### What is being asked
Below is a set of entries; give all of them again exactly.
Segment Start: Records for processing
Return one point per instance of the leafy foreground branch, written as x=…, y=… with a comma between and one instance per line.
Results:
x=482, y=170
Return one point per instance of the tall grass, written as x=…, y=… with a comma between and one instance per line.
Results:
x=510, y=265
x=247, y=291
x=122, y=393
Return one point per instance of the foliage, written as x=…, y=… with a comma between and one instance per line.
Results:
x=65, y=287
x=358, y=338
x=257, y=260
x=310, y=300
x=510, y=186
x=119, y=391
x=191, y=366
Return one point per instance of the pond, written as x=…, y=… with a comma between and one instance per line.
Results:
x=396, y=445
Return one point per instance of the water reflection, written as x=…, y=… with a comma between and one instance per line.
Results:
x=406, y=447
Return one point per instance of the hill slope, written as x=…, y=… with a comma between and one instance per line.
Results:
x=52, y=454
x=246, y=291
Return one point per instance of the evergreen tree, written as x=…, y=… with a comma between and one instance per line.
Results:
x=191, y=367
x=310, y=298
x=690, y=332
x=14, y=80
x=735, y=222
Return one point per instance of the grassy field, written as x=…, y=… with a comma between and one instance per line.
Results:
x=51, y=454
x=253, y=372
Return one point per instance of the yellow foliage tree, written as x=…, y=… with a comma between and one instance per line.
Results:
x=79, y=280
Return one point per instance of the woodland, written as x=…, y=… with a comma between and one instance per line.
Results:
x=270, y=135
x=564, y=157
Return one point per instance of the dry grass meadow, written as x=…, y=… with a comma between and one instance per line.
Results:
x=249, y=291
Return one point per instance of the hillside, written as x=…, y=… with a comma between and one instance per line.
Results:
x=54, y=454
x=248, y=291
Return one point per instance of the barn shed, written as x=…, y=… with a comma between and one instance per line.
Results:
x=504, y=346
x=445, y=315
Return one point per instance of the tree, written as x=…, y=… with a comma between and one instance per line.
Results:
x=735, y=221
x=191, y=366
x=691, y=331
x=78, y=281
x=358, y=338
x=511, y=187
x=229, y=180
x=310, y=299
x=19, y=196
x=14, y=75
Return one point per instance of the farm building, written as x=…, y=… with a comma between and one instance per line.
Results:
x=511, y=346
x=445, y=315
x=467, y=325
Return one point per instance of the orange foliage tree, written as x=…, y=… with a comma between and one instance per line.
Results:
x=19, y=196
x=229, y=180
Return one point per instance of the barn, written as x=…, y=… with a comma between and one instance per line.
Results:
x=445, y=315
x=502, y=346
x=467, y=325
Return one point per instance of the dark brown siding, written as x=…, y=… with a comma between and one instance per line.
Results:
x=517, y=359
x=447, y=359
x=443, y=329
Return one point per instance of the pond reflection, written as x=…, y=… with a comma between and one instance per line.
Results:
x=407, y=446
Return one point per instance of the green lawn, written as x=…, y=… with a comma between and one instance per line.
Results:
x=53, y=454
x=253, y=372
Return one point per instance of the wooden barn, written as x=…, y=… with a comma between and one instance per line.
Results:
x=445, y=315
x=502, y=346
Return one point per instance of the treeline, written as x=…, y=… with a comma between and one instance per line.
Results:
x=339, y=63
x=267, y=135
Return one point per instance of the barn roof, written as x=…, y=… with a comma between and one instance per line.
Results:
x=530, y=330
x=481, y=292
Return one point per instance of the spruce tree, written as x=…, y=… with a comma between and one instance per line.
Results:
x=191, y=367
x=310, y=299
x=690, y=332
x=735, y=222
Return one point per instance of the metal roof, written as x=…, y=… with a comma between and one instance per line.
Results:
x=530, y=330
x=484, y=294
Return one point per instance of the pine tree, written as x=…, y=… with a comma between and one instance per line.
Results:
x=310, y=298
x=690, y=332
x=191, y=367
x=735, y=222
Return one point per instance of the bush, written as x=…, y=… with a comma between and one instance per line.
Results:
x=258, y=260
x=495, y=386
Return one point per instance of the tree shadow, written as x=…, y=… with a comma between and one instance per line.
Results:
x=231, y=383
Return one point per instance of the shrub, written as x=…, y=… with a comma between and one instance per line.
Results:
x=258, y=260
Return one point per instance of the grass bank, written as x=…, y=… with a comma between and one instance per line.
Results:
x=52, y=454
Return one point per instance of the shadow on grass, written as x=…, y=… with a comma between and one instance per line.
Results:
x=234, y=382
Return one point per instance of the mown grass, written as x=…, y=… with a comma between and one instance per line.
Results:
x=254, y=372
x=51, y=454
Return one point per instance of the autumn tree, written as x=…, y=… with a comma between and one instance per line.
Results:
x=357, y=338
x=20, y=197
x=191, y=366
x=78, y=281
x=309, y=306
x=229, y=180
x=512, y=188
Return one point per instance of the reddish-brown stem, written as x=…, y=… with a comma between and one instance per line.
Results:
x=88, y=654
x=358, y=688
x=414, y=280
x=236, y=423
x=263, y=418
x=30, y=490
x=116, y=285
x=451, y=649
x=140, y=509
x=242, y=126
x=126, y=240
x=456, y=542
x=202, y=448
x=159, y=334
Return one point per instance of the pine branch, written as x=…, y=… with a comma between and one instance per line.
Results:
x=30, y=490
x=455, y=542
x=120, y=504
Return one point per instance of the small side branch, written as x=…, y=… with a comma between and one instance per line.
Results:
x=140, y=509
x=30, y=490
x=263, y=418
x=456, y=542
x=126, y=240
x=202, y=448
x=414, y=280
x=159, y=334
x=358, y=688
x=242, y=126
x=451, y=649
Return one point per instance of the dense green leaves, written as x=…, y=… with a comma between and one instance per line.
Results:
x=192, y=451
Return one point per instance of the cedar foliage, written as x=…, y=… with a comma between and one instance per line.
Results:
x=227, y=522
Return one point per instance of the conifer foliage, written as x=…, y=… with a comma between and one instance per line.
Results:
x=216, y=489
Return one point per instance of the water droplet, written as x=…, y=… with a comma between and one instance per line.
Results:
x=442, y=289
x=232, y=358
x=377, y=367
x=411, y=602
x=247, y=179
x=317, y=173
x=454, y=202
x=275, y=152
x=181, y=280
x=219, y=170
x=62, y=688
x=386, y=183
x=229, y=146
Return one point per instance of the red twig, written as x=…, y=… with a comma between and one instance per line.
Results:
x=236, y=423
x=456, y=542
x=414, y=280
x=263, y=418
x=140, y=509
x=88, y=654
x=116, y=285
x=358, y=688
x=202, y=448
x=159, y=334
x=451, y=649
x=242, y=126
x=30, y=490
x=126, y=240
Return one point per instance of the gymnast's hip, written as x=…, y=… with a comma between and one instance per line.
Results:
Segment End: Records for processing
### Reply to the exercise
Return one point per instance of the leafy foreground branch, written as x=…, y=… with a comma between and one instance per line.
Results:
x=482, y=170
Return one point per instance of the tall grass, written as x=…, y=… with a comma between and one instance per line.
Results:
x=510, y=265
x=247, y=291
x=122, y=393
Return one point per instance of the foliage, written as x=…, y=… with a comma between and one instance per line.
Results:
x=65, y=287
x=358, y=338
x=257, y=260
x=310, y=300
x=510, y=186
x=119, y=391
x=191, y=366
Return one point per instance of the pond, written as x=…, y=… with a comma between and one instance per line.
Results:
x=396, y=445
Return one point per instance of the water reflection, written as x=…, y=… with a comma between and one instance per line.
Results:
x=406, y=447
Return one point per instance of the hill slope, written as x=…, y=… with a comma between and one instance per line.
Results:
x=52, y=454
x=246, y=291
Return one point per instance of the evergreen tree, written as x=…, y=… with a comma between and one instance per line.
Results:
x=191, y=367
x=310, y=298
x=690, y=332
x=14, y=80
x=735, y=222
Return one point per instance of the grassy field, written as x=…, y=… with a comma between and one instance per line.
Results:
x=51, y=454
x=253, y=372
Return one point per instance of the yellow foliage tree, written as x=…, y=… with a comma between and one instance per line.
Results:
x=79, y=280
Return one point per instance of the woodland, written as x=…, y=… with a comma between and one instance per line.
Results:
x=270, y=135
x=564, y=157
Return one point per instance of the dry grass meadow, written as x=…, y=… with a comma between and one instance per line.
Results:
x=249, y=291
Return one point per instance of the hillside, written as x=…, y=… with a comma between and one instance per line.
Results:
x=54, y=454
x=248, y=291
Return one point per instance of the barn shed, written as x=…, y=… with a comma between and one instance per line.
Results:
x=504, y=346
x=445, y=315
Return one point per instance of the tree, written as x=…, y=… with a comma between and one instance per line.
Results:
x=735, y=221
x=191, y=366
x=691, y=331
x=78, y=281
x=358, y=338
x=511, y=187
x=229, y=180
x=310, y=299
x=19, y=196
x=14, y=75
Return one point per instance of the farm building, written as x=…, y=… with a comma between and one instance per line.
Results:
x=511, y=346
x=445, y=315
x=467, y=325
Return one point per instance of the orange foliage tree, written as x=…, y=… with a comma between and one instance per line.
Results:
x=19, y=196
x=229, y=180
Return one point per instance of the barn, written as x=…, y=… with a comma between and one instance per line.
Results:
x=445, y=315
x=502, y=346
x=467, y=325
Return one point per instance of the dark brown siding, written as x=…, y=… with a comma between and one instance per line.
Results:
x=517, y=359
x=447, y=359
x=443, y=329
Return one point per instance of the pond reflection, written as x=…, y=… with a comma between and one instance per line.
Results:
x=407, y=446
Return one point per instance of the green lawn, written as x=…, y=… with a comma between and one instance per line.
Results:
x=53, y=454
x=253, y=372
Return one point per instance of the wooden barn, written as x=…, y=… with a comma between and one instance per line.
Results:
x=445, y=315
x=502, y=346
Return one point per instance of the treeline, written as x=…, y=… with a comma between and one instance per line.
Results:
x=339, y=63
x=267, y=135
Return one point per instance of the barn roof, written as x=…, y=… with a comma between and one instance per line.
Results:
x=530, y=330
x=481, y=292
Return one point per instance of the spruce tree, written as x=…, y=… with a comma between and one instance per line.
Results:
x=191, y=367
x=310, y=299
x=690, y=332
x=735, y=222
Return one point per instance of the metal roof, written as x=…, y=… with a comma between and one instance per line.
Results:
x=530, y=330
x=484, y=294
Return one point per instance of the pine tree, written as x=…, y=… with a comma between and one instance per line.
Results:
x=310, y=298
x=690, y=332
x=191, y=367
x=735, y=222
Return one point per instance of the bush, written as x=…, y=… with a comma between and one instance per line.
Results:
x=258, y=260
x=495, y=386
Return one point per instance of the tree shadow, written as x=…, y=… with a comma between and one instance per line.
Results:
x=231, y=383
Return one point per instance of the shrub, written as x=…, y=… with a comma between and one instance per line.
Results:
x=258, y=260
Return one point per instance of the grass bank, written as x=…, y=… with a comma between and one instance per line.
Results:
x=52, y=454
Return one point per instance of the shadow on grass, written as x=…, y=… with a comma between and one instance per line.
Results:
x=234, y=382
Return one point per instance of the mown grass, written as x=…, y=… with a comma between and one instance per line.
Results:
x=254, y=372
x=51, y=454
Return one point per instance of the autumn tree, written as x=…, y=… with a comma between and one instance per line.
Results:
x=357, y=338
x=20, y=197
x=191, y=366
x=78, y=281
x=309, y=306
x=229, y=180
x=512, y=188
Return one point per instance of the reddish-brown stem, written as x=…, y=… with a comma between and one instance per line.
Results:
x=88, y=654
x=358, y=688
x=414, y=280
x=236, y=423
x=263, y=418
x=30, y=490
x=116, y=285
x=451, y=649
x=140, y=509
x=242, y=126
x=126, y=240
x=456, y=542
x=202, y=448
x=159, y=334
Return one point per instance of the pine branch, written as x=…, y=… with a comma between and one instance per line.
Results:
x=30, y=490
x=455, y=542
x=120, y=504
Return one point per instance of the small side branch, written as x=…, y=… with a comma between and one instance per line.
Results:
x=140, y=509
x=30, y=490
x=263, y=418
x=456, y=542
x=126, y=240
x=202, y=448
x=414, y=280
x=159, y=334
x=358, y=688
x=242, y=126
x=451, y=649
Return one point per instance of the dense green leaves, written as x=…, y=… with a comma between and one instance per line.
Results:
x=192, y=451
Return one point per instance of the cedar foliage, written as x=…, y=… with a comma between and one instance per line.
Results:
x=227, y=522
Return one point per instance of the conifer foliage, written as x=…, y=… with a comma between and one instance per line.
Results:
x=216, y=489
Return one point per instance of the water droplet, written as x=…, y=… with a comma between and one instance per line.
Results:
x=442, y=289
x=232, y=358
x=377, y=367
x=411, y=602
x=247, y=179
x=317, y=173
x=454, y=202
x=275, y=152
x=181, y=280
x=219, y=170
x=62, y=688
x=386, y=183
x=229, y=146
Return one point per instance of the red twig, written as x=…, y=… with a comma between and one instance per line.
Results:
x=236, y=423
x=456, y=542
x=414, y=280
x=263, y=418
x=140, y=509
x=88, y=654
x=116, y=285
x=358, y=688
x=202, y=448
x=159, y=334
x=451, y=649
x=242, y=126
x=30, y=490
x=126, y=240
Return one point per instance of the gymnast's hip, written as x=…, y=… with a comma between and one instance per line.
Results:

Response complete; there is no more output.